● RAW DATA
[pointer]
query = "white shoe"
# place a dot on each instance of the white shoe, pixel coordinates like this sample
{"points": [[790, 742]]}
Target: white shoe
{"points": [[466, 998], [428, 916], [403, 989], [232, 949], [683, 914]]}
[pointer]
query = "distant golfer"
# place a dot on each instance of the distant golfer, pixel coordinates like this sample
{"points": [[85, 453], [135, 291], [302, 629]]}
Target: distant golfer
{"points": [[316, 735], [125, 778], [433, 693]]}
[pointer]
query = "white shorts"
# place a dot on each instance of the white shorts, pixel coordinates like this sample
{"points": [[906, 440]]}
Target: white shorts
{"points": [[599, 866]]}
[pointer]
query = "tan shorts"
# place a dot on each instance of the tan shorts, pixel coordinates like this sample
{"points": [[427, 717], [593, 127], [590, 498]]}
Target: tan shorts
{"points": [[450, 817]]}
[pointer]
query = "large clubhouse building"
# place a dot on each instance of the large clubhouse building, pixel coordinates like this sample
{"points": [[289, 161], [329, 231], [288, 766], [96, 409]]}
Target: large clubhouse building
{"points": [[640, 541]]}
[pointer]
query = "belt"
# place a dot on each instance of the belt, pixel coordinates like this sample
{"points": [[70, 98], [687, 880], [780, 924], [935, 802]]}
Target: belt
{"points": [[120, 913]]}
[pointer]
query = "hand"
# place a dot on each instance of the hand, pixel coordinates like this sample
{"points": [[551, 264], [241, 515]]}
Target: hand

...

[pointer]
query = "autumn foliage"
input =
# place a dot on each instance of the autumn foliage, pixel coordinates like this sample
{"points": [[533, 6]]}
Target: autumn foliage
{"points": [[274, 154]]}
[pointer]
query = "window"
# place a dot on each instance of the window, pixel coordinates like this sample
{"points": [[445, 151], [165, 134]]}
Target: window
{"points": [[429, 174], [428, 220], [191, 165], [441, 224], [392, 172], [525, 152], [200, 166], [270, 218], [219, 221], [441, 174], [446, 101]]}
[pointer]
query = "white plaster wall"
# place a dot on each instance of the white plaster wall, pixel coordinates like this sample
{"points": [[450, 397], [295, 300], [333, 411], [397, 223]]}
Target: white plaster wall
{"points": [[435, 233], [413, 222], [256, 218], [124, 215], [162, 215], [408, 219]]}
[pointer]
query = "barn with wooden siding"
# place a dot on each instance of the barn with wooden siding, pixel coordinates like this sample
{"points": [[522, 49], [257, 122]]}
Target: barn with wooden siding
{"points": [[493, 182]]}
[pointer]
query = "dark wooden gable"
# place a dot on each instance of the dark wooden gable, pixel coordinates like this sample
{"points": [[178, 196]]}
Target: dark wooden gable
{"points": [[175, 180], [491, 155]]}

● WHAT YOU SHOULD DO
How many lines in the data above contain the string "Target"? Treat uppercase and lowercase as different, and reply with only the number.

● PROBLEM SOLUTION
12